* Begin SOURCE PASSAGE *

I have a Red Photored Green tri-cree lined up for my vader saber and I was just flicking through the guide to the CF8 and noticed that the colour pads 2 through 4 don't have high amperage drive capabilities (or do they?) and only the current regulated 1st channel is able to drive high power LEDs.

First, IS THIS TRUE?

Second, How am I going to wire the R Rp with +G Flash on Clash?

I guess to you hardened guys this seems like some noob question, but I was under the impression the first 3 colour pads were capable of 1A direct drive off the board (pretty sure Msr. Petkau did a tutorial on the CF7 wiring, but I might be mistaken...)

anyway, thanks if you can help me :>

Forgetful Jedi Knight
07-25-2016, 08:53 AM
Only the first channel is current regulated. The others have "high amperage drive capabilities". You need to RE-read the manual a few more times to find out how it's handled. It's all explained in the manual.

Manadono
07-26-2016, 06:20 AM
okay, I found the video that had the original soldering guide for what I thought was good (it was Msr. Plecter in fact!) and I can see I have forgotten a good few details between watching it and trying to use its info to inform parts purchasing for the vader.

The video shows rudimentary colour mixing on a tri-cree using the single cell hack and access to the two power extenders. Although watching the video, and trying to find it and hence watching more videos, has made me wonder; can I wire the Red and Photo Red in parallel over the current controlled channel and then have the Green run off the on board PeX? I have a double cell though, would I need a chock off power resistor on the PeX connection? Assuming the amperage over each red LED is 700mA, the total amperage won't go over the board's max 1.5A (although it cuts it mighty close).

I'm not sure Erv has calculated for the genius-idiot wiring schemes in his manual, I will go and read it again right now, but in the meantime what do you think to this?

[There's stuff in the way to the manual, reading later]

[Erv seems to think it's a bad plan: http://i.imgur.com/e8EZ0gIl.png (http://imgur.com/e8EZ0gI)]

xl97
07-26-2016, 12:14 PM
okay, I found the video that had the original soldering guide for what I thought was good (it was Msr. Plecter in fact!) and I can see I have forgotten a good few details between watching it and trying to use its info to inform parts purchasing for the vader.

* End SOURCE PASSAGE *

* **AIM OF THE EXERCISE**
Please reproduce part of the saber wiring thread word for word, starting at "The video shows" and ending after "it mighty close).".

* Begin RECORD EXCERPTS *

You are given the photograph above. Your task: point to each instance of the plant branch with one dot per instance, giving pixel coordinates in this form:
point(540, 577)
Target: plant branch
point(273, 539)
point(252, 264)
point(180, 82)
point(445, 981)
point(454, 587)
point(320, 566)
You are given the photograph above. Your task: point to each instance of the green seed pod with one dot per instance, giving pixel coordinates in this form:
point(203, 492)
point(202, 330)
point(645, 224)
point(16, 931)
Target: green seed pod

* End RECORD EXCERPTS *

* **FULL ANSWER**
The video shows rudimentary colour mixing on a tri-cree using the single cell hack and access to the two power extenders. Although watching the video, and trying to find it and hence watching more videos, has made me wonder; can I wire the Red and Photo Red in parallel over the current controlled channel and then have the Green run off the on board PeX? I have a double cell though, would I need a chock off power resistor on the PeX connection? Assuming the amperage over each red LED is 700mA, the total amperage won't go over the board's max 1.5A (although it cuts it mighty close).